Travail demandé.
Rédigez la suite du texte sur le Sulzfloc dans le traitement de l'eau en reprenant juste après sa dernière phrase, s'il vous plaît.

Le traitement de l’eau, des eaux usées et des boues
Le Sulzfloc, présente, pour la floculation de l’eau et des eaux usées ainsi que pour la séparation des flocons
par filtration, sédimentation et flottation, suffisamment d'avantages techniques par rapport au sulfate d'aluminium pour supplanter ce dernier. Outre les avantages déjà signalés que l'on retrouve ici, on peut citer les suivants :
- a) les flocons apparaissent avant déstabilisation complète des substances colloïdales jusqu'à un potentiel Zêta zéro, ce qui accélère la floculation,
- b) le pH et la température influent moins le processus,
- c) sauf cas exceptionnel, aucun agent de floculation secondaire n'est nécessaire,
- d) le rapport quantité de colloïdes/quantité d'aluminium est plus élevé,
- e) meilleur rapport P/Al lors de l'élimination du phosphore total,
- f) dans la floculation/filtration, l'effet d'élimination des micro-organismes est plus prononcé (7),
- g) la consommation du permanganate de potassium est réduite.

Entrées enregistrées:
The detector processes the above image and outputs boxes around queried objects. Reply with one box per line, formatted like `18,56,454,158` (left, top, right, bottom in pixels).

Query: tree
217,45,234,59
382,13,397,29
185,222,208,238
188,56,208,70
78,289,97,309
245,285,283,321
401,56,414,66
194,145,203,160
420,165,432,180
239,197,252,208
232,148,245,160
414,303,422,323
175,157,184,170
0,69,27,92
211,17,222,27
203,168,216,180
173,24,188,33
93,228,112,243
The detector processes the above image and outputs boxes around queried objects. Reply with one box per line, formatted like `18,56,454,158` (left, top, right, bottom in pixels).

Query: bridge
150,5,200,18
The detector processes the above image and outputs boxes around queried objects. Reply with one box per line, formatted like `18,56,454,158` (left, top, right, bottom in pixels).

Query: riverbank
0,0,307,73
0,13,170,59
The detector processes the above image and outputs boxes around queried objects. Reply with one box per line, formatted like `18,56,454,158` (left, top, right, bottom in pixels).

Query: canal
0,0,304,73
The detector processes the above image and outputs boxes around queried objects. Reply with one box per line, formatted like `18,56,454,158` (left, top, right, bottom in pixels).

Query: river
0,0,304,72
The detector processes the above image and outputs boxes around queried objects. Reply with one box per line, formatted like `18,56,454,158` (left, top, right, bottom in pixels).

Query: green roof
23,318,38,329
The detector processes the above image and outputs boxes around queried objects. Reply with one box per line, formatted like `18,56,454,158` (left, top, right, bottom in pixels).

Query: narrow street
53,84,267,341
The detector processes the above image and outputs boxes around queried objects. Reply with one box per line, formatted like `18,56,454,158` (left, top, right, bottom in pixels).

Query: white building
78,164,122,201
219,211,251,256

...

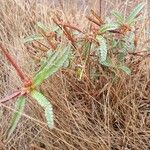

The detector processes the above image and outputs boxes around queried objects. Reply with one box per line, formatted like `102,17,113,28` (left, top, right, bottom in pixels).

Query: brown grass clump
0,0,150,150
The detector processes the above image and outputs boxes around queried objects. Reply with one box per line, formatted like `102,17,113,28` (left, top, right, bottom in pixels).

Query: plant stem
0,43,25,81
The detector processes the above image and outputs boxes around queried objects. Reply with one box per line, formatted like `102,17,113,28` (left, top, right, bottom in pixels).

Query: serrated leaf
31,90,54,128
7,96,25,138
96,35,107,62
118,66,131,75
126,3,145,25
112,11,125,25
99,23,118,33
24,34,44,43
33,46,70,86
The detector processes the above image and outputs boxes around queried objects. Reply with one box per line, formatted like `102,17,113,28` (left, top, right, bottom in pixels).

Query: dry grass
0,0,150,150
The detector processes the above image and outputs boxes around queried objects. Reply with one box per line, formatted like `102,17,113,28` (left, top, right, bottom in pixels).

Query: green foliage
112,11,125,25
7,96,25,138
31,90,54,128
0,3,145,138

Réponse rédigée.
Bien que présent en solution, le Sulzfloc JG 19 contient davantage d'aluminium, c'est-à-dire d'Al₂O₃, que sous la forme Al₂(SO₄)₃·18 H₂O. Il permet ainsi d'éviter les problèmes de concentration et d'entrepôt que pose une installation de dissolution d'aluminium. La comparaison sur le plan de la densité apparaît également favorable, notre produit contenant 234 g d'Al₂O₃ par litre contre 144,5 g pour le sulfate d'aluminium (pour une densité de 850 g/l en granulométrie 2/12 mm).
Les graphiques portés sur les figures 6 et 7 sont significatifs pour la comparaison des deux coagulants :
— la figure 6 montre l'influence du pH dans l'élimination des matières en suspension (avec un dosage de 4 g/m³ d'aluminium), le pH étant réglé par addition d'acide ou de lessive.
— sur la figure 7 on peut comparer les effets des traitements des eaux usées au titre de la turbidité et de l'élimination du phosphore.
Des résultats intéressants sont également obtenus en matière de déshydratation des boues, opération dans laquelle le meilleur rendement est obtenu avec un dosage correspondant à 1-3 % des matières sèches.
Conclusion
On a vu que l'emploi de nos composés polyvalents d'aluminium polynucléaires dans l'industrie du papier présente de nets avantages par rapport au sulfate d'aluminium.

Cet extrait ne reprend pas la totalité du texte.